* SET EXERCISE *
Copy out every line of the data exactly.

Collected data entries:

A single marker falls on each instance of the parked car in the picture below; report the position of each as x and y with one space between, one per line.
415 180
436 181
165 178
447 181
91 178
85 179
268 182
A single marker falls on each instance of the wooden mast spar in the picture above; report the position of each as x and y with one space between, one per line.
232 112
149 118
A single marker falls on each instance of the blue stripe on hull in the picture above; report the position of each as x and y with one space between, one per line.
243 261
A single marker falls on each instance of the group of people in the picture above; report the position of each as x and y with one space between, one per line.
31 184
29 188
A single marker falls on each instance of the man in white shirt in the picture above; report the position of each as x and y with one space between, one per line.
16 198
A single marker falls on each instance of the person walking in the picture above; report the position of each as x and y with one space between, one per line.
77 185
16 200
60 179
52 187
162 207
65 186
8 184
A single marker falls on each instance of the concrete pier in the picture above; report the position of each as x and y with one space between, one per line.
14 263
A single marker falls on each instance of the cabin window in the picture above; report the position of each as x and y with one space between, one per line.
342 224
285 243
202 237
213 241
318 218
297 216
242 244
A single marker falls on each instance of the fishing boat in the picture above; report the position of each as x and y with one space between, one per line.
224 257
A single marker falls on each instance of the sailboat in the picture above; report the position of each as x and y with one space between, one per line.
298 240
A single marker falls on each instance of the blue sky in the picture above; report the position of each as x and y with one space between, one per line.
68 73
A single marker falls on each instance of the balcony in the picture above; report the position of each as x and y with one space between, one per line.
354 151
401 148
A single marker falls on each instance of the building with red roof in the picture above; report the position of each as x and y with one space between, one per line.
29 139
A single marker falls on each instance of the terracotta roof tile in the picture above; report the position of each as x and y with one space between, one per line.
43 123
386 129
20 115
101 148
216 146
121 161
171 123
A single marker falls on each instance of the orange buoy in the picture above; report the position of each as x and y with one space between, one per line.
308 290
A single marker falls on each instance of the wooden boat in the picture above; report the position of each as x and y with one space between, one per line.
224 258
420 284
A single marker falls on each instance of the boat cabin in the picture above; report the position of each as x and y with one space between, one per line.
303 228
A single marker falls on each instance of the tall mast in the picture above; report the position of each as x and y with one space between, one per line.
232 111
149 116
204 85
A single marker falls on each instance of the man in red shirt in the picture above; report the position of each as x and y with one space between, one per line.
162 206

* RESULT OF THIS TASK *
A single marker falls on each instance of the parked car in the picture below; report the position of each as x and y with one space between, one per line.
415 180
436 181
165 178
447 181
91 178
85 179
268 182
A single marker falls on each instance of the wooden mast spar in the picture above; report the position of each as x and y with one space between, one per line.
232 112
149 118
A single marker falls on each instance of the blue stripe on hull in the picture above; report the position of each as x and y with one space between, one per line.
243 261
A single marker falls on each instance of the group of people in the picture above; report the position of each as x and y with one space between, one per line.
31 184
29 188
A single marker falls on each instance of the man in white shirt in the picture above; report the position of each as x and y with one space between, one per line.
16 198
A single marker falls on each instance of the person walking in the picture above; report the position of each as x and y with one space between, one per line.
77 185
16 200
60 179
52 187
162 207
65 186
8 184
A single marker falls on each instance of the concrete pier in the picture above; report the position of each as x and y with one space between, one per line.
14 263
A single marker falls on each instance of the cabin window in the picture above; report the position of each as x and y with one space between, one per line.
342 224
285 243
202 237
213 241
318 218
297 216
242 244
A single marker falls on each instance of the fishing boat in the picture above; report the position of each as x and y with one space between, one per line.
224 257
A single marker falls on each instance of the sailboat in the picture above; report the position of each as x and y with one space between, one per line.
298 240
A single marker falls on each instance of the blue sky in the picture above; report the position of each as x and y with one space between, one per line.
68 73
A single marker falls on each instance of the balcony in the picture above; report the position of each as x and y with one space between, one per line.
354 151
401 148
A single marker falls on each instance of the building with red roof in the picture above; report the position of each as x and y with one space between, one per line.
29 139
A single marker falls on each instance of the terracotta roof tile in the picture above; report the position of each as x and y with one space between, one per line.
43 123
386 129
20 115
101 148
216 146
121 161
171 123
A single marker falls on each instance of the orange buoy in the picture above; report the position of each as x and y with one space between, one per line.
308 290
A single marker falls on each instance of the wooden boat in the picture above; report the position of each as x and y with one space between, one per line.
224 258
420 284
A single marker falls on each instance of the boat cabin in the picture above; report the position of each as x and y with one space between, one per line.
303 228
A single marker falls on each instance of the tall mast in the picture above; report the position of each as x and y with one space between, one per line.
232 111
149 116
204 85
A single marker falls on each instance of the man in red shirt in the picture above; report the position of each as x and y with one space between, one per line.
162 206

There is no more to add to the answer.